### Goal
Change "white boat" to "red boat" in everything from the line containing "the blue pulley" down to the end of the records. Give back only those lines, with nothing else altered.

(Excerpts from point annotation data)
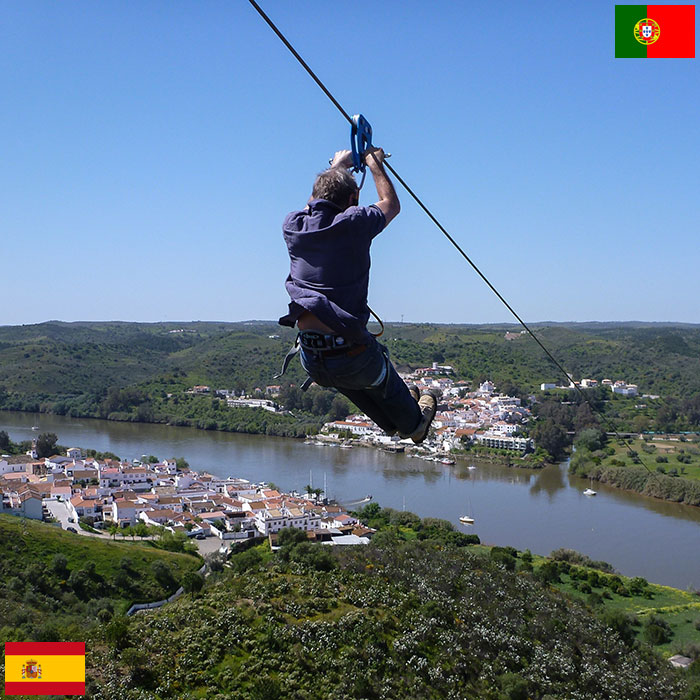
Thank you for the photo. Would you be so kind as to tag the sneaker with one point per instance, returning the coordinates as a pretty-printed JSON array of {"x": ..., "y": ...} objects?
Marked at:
[{"x": 428, "y": 406}]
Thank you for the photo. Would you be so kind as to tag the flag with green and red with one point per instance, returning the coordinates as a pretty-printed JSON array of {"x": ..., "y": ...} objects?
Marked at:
[{"x": 654, "y": 31}]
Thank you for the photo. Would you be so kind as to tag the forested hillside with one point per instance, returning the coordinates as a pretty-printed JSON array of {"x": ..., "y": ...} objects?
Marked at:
[{"x": 125, "y": 371}]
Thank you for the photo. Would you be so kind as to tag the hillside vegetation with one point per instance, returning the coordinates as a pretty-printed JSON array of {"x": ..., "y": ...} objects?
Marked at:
[
  {"x": 422, "y": 612},
  {"x": 125, "y": 371},
  {"x": 57, "y": 585}
]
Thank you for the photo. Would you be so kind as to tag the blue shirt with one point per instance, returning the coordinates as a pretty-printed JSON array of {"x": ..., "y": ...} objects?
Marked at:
[{"x": 329, "y": 264}]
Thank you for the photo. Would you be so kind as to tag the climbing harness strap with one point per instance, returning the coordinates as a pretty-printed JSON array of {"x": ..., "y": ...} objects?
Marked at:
[
  {"x": 357, "y": 132},
  {"x": 379, "y": 320}
]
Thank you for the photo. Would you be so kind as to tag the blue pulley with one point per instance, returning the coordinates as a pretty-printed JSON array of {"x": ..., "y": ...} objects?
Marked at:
[{"x": 360, "y": 141}]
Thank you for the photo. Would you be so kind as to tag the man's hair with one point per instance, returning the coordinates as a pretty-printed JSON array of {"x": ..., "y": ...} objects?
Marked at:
[{"x": 336, "y": 185}]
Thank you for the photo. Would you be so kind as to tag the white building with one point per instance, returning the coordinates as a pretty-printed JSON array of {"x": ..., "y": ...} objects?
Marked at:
[{"x": 505, "y": 442}]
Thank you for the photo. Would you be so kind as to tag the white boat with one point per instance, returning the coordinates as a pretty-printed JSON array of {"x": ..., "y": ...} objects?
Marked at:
[
  {"x": 589, "y": 491},
  {"x": 467, "y": 519}
]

### Full answer
Thank you for the photo. Would you be so kind as to tag the blue pulley with one point per instance, returning the coordinates as a pretty-printed JSON array of {"x": ..., "y": ...} objects?
Marked at:
[{"x": 360, "y": 141}]
Thank you for the photo. Would you be so kind as to tag the man's hair with one point per instance, returning the coordinates as a pretty-printed JSON array of {"x": ..., "y": ...} objects?
Marked at:
[{"x": 336, "y": 185}]
Thank you for the photo. Would you be so kind as to tag the white building with one point per instance, returning the coordinates as a pretty-printed JSON array of {"x": ..., "y": ...} objects?
Marked at:
[{"x": 505, "y": 442}]
Thank you for the photo. Would you be so kind as to tag the red boat with one point per instance, returning the coordinates as a pretty-printed JSON array of {"x": ..., "y": ...} objects?
Marked at:
[
  {"x": 589, "y": 491},
  {"x": 467, "y": 519}
]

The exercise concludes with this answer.